◆ DATA SUPPLIED:
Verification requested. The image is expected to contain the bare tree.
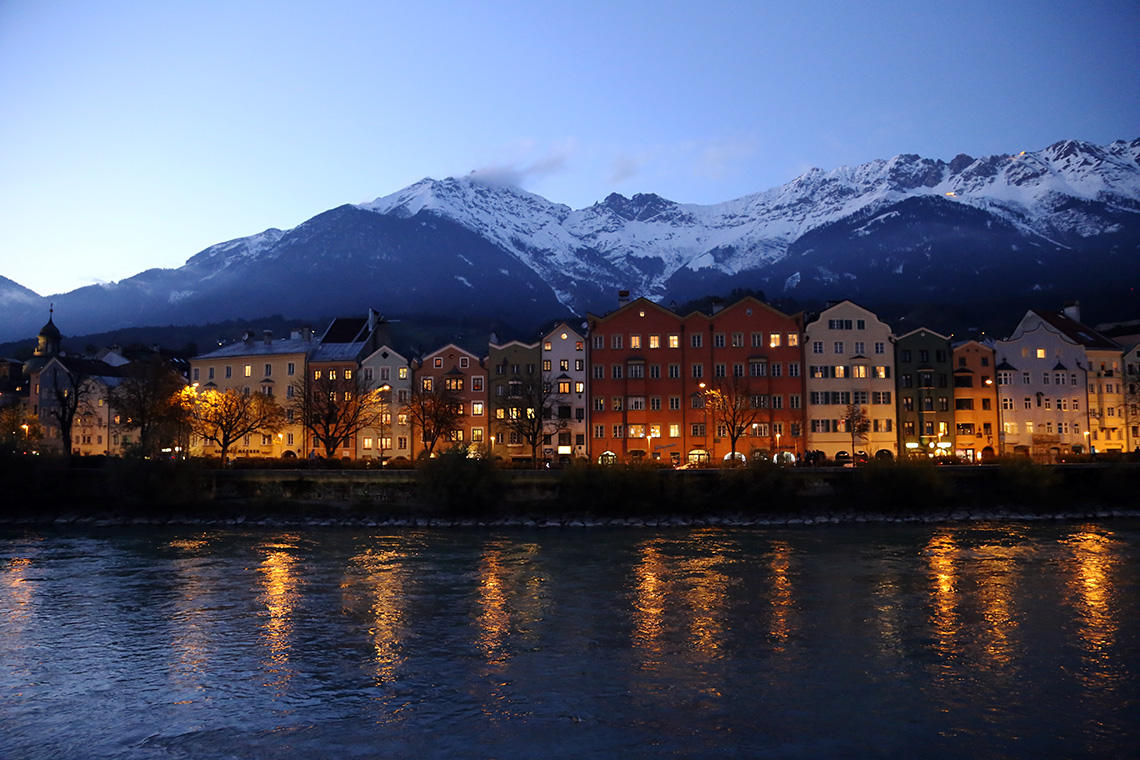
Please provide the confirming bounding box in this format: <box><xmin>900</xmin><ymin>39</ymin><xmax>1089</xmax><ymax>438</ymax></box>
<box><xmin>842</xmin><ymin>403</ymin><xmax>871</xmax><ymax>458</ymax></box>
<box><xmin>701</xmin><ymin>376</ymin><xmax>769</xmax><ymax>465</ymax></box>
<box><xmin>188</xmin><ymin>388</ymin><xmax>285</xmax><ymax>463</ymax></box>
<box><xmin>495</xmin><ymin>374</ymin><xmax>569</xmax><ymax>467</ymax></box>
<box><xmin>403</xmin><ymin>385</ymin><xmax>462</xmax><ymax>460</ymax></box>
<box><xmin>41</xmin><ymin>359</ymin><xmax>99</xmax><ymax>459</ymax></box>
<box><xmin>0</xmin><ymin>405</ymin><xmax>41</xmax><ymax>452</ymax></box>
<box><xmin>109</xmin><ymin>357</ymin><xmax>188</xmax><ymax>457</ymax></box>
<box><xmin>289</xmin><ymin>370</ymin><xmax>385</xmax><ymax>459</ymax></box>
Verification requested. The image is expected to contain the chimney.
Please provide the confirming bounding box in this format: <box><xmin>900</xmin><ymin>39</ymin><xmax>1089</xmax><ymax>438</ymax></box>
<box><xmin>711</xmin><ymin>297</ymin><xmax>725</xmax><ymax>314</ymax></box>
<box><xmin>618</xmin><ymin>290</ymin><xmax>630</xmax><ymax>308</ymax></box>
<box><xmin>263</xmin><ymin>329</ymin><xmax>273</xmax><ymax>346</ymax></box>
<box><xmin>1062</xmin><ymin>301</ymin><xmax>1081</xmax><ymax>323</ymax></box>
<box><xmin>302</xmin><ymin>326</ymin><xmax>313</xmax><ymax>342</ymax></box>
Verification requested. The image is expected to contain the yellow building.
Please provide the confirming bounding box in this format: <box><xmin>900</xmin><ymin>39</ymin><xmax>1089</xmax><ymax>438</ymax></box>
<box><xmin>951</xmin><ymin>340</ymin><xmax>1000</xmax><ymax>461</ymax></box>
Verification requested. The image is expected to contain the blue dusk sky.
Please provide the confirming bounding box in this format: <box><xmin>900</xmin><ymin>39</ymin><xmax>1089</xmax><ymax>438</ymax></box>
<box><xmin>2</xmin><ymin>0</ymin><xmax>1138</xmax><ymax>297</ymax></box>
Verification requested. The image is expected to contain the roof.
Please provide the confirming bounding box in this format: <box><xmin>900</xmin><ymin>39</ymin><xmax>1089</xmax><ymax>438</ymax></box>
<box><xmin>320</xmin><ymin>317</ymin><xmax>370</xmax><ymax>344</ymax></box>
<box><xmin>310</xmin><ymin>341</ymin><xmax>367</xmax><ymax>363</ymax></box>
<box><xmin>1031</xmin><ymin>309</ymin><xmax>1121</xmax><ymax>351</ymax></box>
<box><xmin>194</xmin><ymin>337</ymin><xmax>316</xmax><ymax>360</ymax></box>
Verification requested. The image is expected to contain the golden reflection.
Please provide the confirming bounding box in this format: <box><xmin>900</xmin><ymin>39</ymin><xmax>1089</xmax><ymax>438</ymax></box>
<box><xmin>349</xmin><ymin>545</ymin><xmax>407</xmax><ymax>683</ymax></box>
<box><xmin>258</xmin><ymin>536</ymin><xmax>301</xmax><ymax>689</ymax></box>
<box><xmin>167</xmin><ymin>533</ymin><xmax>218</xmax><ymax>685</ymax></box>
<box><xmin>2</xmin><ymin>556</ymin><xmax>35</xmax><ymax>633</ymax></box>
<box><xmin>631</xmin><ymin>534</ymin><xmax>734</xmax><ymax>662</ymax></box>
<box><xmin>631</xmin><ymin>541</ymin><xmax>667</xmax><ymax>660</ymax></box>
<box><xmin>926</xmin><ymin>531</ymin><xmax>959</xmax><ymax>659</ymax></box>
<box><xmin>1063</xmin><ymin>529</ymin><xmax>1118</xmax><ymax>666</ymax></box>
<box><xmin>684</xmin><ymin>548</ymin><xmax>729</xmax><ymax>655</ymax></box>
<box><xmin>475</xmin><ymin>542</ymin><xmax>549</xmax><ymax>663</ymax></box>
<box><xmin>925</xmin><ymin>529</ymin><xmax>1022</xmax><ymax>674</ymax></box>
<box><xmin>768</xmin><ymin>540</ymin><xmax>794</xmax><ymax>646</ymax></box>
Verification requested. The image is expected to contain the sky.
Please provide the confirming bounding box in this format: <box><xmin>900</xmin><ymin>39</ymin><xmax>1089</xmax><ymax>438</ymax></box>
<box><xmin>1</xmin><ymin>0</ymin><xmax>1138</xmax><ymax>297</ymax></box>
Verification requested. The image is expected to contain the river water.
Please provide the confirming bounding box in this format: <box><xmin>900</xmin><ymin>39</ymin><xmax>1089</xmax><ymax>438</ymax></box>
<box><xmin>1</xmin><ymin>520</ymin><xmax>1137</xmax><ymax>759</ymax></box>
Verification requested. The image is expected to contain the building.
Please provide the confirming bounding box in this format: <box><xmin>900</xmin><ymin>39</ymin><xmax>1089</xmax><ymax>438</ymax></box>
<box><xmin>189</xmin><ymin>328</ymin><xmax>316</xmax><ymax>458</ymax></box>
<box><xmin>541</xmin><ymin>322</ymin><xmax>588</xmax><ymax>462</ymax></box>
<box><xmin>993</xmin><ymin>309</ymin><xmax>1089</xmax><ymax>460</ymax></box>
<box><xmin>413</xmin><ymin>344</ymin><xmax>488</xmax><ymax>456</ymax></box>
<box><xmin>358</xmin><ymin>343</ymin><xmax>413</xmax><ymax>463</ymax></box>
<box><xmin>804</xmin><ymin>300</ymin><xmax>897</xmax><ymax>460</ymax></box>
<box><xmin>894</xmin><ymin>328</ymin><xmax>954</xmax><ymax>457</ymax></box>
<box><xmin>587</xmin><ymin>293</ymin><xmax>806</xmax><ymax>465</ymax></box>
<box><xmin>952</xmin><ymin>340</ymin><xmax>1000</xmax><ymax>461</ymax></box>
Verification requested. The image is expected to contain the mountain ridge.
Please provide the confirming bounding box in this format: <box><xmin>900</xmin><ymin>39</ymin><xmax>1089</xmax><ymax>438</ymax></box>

◆ EXERCISE INSTRUCTIONS: Repeat all entries exactly. Skip the pictures.

◆ WRITTEN RESPONSE:
Verification requested. The image is expected to contain the bare tree.
Please provide the confirming bounding box in this format: <box><xmin>900</xmin><ymin>39</ymin><xmax>1089</xmax><ymax>438</ymax></box>
<box><xmin>842</xmin><ymin>403</ymin><xmax>871</xmax><ymax>458</ymax></box>
<box><xmin>701</xmin><ymin>376</ymin><xmax>769</xmax><ymax>465</ymax></box>
<box><xmin>188</xmin><ymin>388</ymin><xmax>285</xmax><ymax>463</ymax></box>
<box><xmin>495</xmin><ymin>374</ymin><xmax>569</xmax><ymax>467</ymax></box>
<box><xmin>403</xmin><ymin>385</ymin><xmax>462</xmax><ymax>460</ymax></box>
<box><xmin>41</xmin><ymin>359</ymin><xmax>99</xmax><ymax>459</ymax></box>
<box><xmin>0</xmin><ymin>405</ymin><xmax>41</xmax><ymax>452</ymax></box>
<box><xmin>109</xmin><ymin>357</ymin><xmax>188</xmax><ymax>457</ymax></box>
<box><xmin>289</xmin><ymin>370</ymin><xmax>385</xmax><ymax>459</ymax></box>
Verification requested. The image is expected to contain the chimney.
Please provide the confirming bounding box in this format: <box><xmin>900</xmin><ymin>39</ymin><xmax>1089</xmax><ymax>438</ymax></box>
<box><xmin>711</xmin><ymin>297</ymin><xmax>725</xmax><ymax>314</ymax></box>
<box><xmin>618</xmin><ymin>290</ymin><xmax>630</xmax><ymax>308</ymax></box>
<box><xmin>263</xmin><ymin>329</ymin><xmax>273</xmax><ymax>346</ymax></box>
<box><xmin>1062</xmin><ymin>301</ymin><xmax>1081</xmax><ymax>323</ymax></box>
<box><xmin>302</xmin><ymin>326</ymin><xmax>313</xmax><ymax>342</ymax></box>
Verification requested. The image is expected to contain the yellow building.
Please provide the confirming bounding box in this format: <box><xmin>900</xmin><ymin>39</ymin><xmax>1089</xmax><ymax>438</ymax></box>
<box><xmin>951</xmin><ymin>340</ymin><xmax>1000</xmax><ymax>461</ymax></box>
Verification requested. The image is expected to contain the blue dusk sky.
Please provide the confirming bounding box in this format: <box><xmin>900</xmin><ymin>39</ymin><xmax>1089</xmax><ymax>438</ymax></box>
<box><xmin>2</xmin><ymin>0</ymin><xmax>1138</xmax><ymax>297</ymax></box>
Verification requested. The image is expected to contain the roof.
Please provide the confirming bounding box in this format: <box><xmin>900</xmin><ymin>39</ymin><xmax>1089</xmax><ymax>438</ymax></box>
<box><xmin>320</xmin><ymin>317</ymin><xmax>370</xmax><ymax>344</ymax></box>
<box><xmin>310</xmin><ymin>341</ymin><xmax>367</xmax><ymax>363</ymax></box>
<box><xmin>1031</xmin><ymin>309</ymin><xmax>1121</xmax><ymax>351</ymax></box>
<box><xmin>194</xmin><ymin>337</ymin><xmax>316</xmax><ymax>360</ymax></box>
Verification requested. The image is expected to contain the golden reflection.
Please provide the confirming bounding box in this format: <box><xmin>900</xmin><ymin>39</ymin><xmax>1089</xmax><ymax>438</ymax></box>
<box><xmin>349</xmin><ymin>545</ymin><xmax>407</xmax><ymax>683</ymax></box>
<box><xmin>258</xmin><ymin>536</ymin><xmax>301</xmax><ymax>689</ymax></box>
<box><xmin>167</xmin><ymin>533</ymin><xmax>218</xmax><ymax>685</ymax></box>
<box><xmin>2</xmin><ymin>556</ymin><xmax>35</xmax><ymax>633</ymax></box>
<box><xmin>631</xmin><ymin>534</ymin><xmax>734</xmax><ymax>662</ymax></box>
<box><xmin>631</xmin><ymin>541</ymin><xmax>667</xmax><ymax>660</ymax></box>
<box><xmin>926</xmin><ymin>531</ymin><xmax>959</xmax><ymax>659</ymax></box>
<box><xmin>1063</xmin><ymin>529</ymin><xmax>1118</xmax><ymax>666</ymax></box>
<box><xmin>684</xmin><ymin>548</ymin><xmax>729</xmax><ymax>655</ymax></box>
<box><xmin>475</xmin><ymin>542</ymin><xmax>549</xmax><ymax>663</ymax></box>
<box><xmin>925</xmin><ymin>529</ymin><xmax>1022</xmax><ymax>674</ymax></box>
<box><xmin>768</xmin><ymin>540</ymin><xmax>794</xmax><ymax>646</ymax></box>
Verification requested. The image is expected to contain the sky.
Please provide the confirming bounding box in this format: <box><xmin>900</xmin><ymin>39</ymin><xmax>1089</xmax><ymax>438</ymax></box>
<box><xmin>1</xmin><ymin>0</ymin><xmax>1138</xmax><ymax>297</ymax></box>
Verification requested. The image is expected to contain the river water.
Please provide the confirming bounding box in this format: <box><xmin>900</xmin><ymin>39</ymin><xmax>1089</xmax><ymax>438</ymax></box>
<box><xmin>1</xmin><ymin>520</ymin><xmax>1137</xmax><ymax>759</ymax></box>
Verification requested. The image is expected to contain the building.
Please provide the confirming bounding box in this format: <box><xmin>900</xmin><ymin>39</ymin><xmax>1089</xmax><ymax>438</ymax></box>
<box><xmin>189</xmin><ymin>328</ymin><xmax>316</xmax><ymax>458</ymax></box>
<box><xmin>541</xmin><ymin>322</ymin><xmax>588</xmax><ymax>462</ymax></box>
<box><xmin>993</xmin><ymin>309</ymin><xmax>1089</xmax><ymax>460</ymax></box>
<box><xmin>413</xmin><ymin>344</ymin><xmax>488</xmax><ymax>456</ymax></box>
<box><xmin>358</xmin><ymin>343</ymin><xmax>413</xmax><ymax>463</ymax></box>
<box><xmin>804</xmin><ymin>300</ymin><xmax>897</xmax><ymax>460</ymax></box>
<box><xmin>894</xmin><ymin>328</ymin><xmax>954</xmax><ymax>457</ymax></box>
<box><xmin>587</xmin><ymin>293</ymin><xmax>806</xmax><ymax>465</ymax></box>
<box><xmin>952</xmin><ymin>340</ymin><xmax>1000</xmax><ymax>461</ymax></box>
Verification requested. The image is expected to contain the mountain ridge.
Please provide the confirming bounding box in this format: <box><xmin>900</xmin><ymin>39</ymin><xmax>1089</xmax><ymax>438</ymax></box>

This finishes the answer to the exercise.